▶ [To do] Copy the lines from the one containing "Objective: for every instance of the gray" through the end, renaming "lower cabinet" to "base cabinet" and leaving everything else unchanged. Omit the picture.

Collection entries
• • • •
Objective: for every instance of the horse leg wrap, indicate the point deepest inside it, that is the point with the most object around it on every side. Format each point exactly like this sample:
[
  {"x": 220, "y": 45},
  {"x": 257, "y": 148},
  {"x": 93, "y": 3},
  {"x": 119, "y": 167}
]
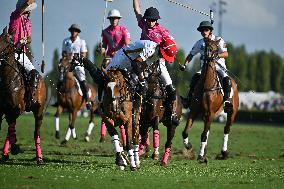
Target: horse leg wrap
[
  {"x": 131, "y": 158},
  {"x": 123, "y": 135},
  {"x": 115, "y": 142},
  {"x": 12, "y": 133},
  {"x": 166, "y": 156},
  {"x": 136, "y": 155},
  {"x": 38, "y": 149},
  {"x": 103, "y": 129},
  {"x": 6, "y": 147},
  {"x": 156, "y": 138}
]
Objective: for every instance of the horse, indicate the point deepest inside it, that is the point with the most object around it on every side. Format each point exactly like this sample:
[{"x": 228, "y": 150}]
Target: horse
[
  {"x": 118, "y": 105},
  {"x": 16, "y": 96},
  {"x": 208, "y": 100},
  {"x": 153, "y": 112},
  {"x": 69, "y": 98}
]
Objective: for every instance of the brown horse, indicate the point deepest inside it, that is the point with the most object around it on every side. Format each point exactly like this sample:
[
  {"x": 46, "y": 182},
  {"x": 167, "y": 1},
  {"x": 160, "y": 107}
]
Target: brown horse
[
  {"x": 16, "y": 96},
  {"x": 118, "y": 104},
  {"x": 153, "y": 112},
  {"x": 208, "y": 100},
  {"x": 69, "y": 98}
]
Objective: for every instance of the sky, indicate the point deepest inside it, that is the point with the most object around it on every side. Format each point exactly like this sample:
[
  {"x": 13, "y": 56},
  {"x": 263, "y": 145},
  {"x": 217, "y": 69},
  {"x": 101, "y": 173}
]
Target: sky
[{"x": 258, "y": 24}]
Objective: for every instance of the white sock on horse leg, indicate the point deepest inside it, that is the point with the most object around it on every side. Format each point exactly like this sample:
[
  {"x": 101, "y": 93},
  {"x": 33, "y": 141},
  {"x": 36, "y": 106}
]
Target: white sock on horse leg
[
  {"x": 115, "y": 142},
  {"x": 73, "y": 133},
  {"x": 90, "y": 128},
  {"x": 225, "y": 142},
  {"x": 131, "y": 158},
  {"x": 56, "y": 123},
  {"x": 156, "y": 150},
  {"x": 68, "y": 134},
  {"x": 136, "y": 155}
]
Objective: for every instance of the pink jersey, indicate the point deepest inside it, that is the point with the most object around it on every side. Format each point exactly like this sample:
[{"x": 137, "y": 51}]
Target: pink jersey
[
  {"x": 19, "y": 26},
  {"x": 155, "y": 34},
  {"x": 115, "y": 38}
]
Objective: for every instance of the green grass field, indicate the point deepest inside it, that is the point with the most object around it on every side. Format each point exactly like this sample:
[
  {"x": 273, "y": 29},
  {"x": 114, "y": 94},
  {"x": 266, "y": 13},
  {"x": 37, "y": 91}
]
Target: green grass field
[{"x": 256, "y": 160}]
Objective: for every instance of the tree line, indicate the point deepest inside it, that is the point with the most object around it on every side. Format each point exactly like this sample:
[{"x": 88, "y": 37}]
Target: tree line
[{"x": 260, "y": 71}]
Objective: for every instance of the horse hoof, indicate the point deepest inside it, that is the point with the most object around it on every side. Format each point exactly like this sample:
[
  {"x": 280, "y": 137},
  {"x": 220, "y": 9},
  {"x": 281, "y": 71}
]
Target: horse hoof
[
  {"x": 225, "y": 155},
  {"x": 5, "y": 158},
  {"x": 39, "y": 161},
  {"x": 155, "y": 156},
  {"x": 202, "y": 159},
  {"x": 63, "y": 143},
  {"x": 102, "y": 139},
  {"x": 15, "y": 149},
  {"x": 57, "y": 136}
]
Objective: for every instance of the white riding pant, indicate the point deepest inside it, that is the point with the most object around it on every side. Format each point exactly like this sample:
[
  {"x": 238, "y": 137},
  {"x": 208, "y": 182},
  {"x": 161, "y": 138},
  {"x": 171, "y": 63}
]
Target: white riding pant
[
  {"x": 220, "y": 68},
  {"x": 25, "y": 61},
  {"x": 80, "y": 73}
]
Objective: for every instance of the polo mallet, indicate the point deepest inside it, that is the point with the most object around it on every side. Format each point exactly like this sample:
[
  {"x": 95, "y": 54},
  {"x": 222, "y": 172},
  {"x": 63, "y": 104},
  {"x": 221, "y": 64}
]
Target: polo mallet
[
  {"x": 193, "y": 9},
  {"x": 42, "y": 41},
  {"x": 104, "y": 19}
]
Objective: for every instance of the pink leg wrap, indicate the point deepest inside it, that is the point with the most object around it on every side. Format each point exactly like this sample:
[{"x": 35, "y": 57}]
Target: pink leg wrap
[
  {"x": 6, "y": 147},
  {"x": 156, "y": 138},
  {"x": 141, "y": 149},
  {"x": 38, "y": 149},
  {"x": 103, "y": 129},
  {"x": 12, "y": 133},
  {"x": 166, "y": 155},
  {"x": 148, "y": 140},
  {"x": 123, "y": 135}
]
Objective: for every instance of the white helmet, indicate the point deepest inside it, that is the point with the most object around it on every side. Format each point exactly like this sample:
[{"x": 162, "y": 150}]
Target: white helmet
[{"x": 114, "y": 13}]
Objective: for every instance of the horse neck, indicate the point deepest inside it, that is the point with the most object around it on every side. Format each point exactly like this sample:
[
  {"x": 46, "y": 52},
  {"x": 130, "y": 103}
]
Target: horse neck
[
  {"x": 69, "y": 80},
  {"x": 10, "y": 68},
  {"x": 210, "y": 76}
]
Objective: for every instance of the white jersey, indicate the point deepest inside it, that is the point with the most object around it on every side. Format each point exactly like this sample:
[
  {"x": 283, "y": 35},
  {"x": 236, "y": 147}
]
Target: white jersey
[
  {"x": 199, "y": 47},
  {"x": 145, "y": 49},
  {"x": 78, "y": 46}
]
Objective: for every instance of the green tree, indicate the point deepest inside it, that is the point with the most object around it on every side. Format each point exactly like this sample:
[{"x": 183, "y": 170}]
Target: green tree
[
  {"x": 276, "y": 71},
  {"x": 263, "y": 74}
]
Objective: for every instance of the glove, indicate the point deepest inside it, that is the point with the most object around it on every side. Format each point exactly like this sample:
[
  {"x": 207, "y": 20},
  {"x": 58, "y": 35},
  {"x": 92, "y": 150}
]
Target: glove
[{"x": 182, "y": 68}]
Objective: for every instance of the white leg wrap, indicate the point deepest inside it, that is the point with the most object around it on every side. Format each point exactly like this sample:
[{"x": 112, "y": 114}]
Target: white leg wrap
[
  {"x": 56, "y": 123},
  {"x": 225, "y": 142},
  {"x": 115, "y": 142},
  {"x": 90, "y": 128},
  {"x": 68, "y": 134},
  {"x": 73, "y": 133},
  {"x": 136, "y": 155},
  {"x": 131, "y": 158}
]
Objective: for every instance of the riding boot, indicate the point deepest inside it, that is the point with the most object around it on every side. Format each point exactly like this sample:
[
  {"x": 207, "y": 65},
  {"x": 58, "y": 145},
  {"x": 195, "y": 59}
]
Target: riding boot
[
  {"x": 227, "y": 90},
  {"x": 186, "y": 102},
  {"x": 84, "y": 90},
  {"x": 34, "y": 75},
  {"x": 170, "y": 98}
]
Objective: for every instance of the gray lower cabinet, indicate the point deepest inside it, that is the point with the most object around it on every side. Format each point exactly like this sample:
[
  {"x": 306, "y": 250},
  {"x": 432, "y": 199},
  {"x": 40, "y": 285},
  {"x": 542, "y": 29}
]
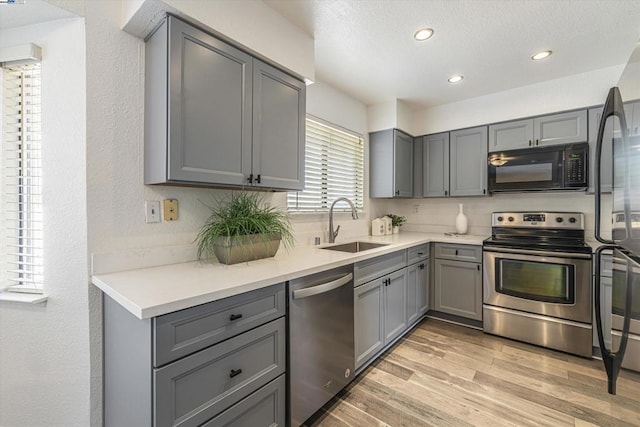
• • • •
▶ [Result of the exercise]
Objective: for every instance of the gray base cabinet, indicate the point deepest inside it, that is the point with the most object around it on every side. Format each point exactly like this sample:
[
  {"x": 306, "y": 250},
  {"x": 432, "y": 199},
  {"x": 40, "y": 285},
  {"x": 542, "y": 29}
]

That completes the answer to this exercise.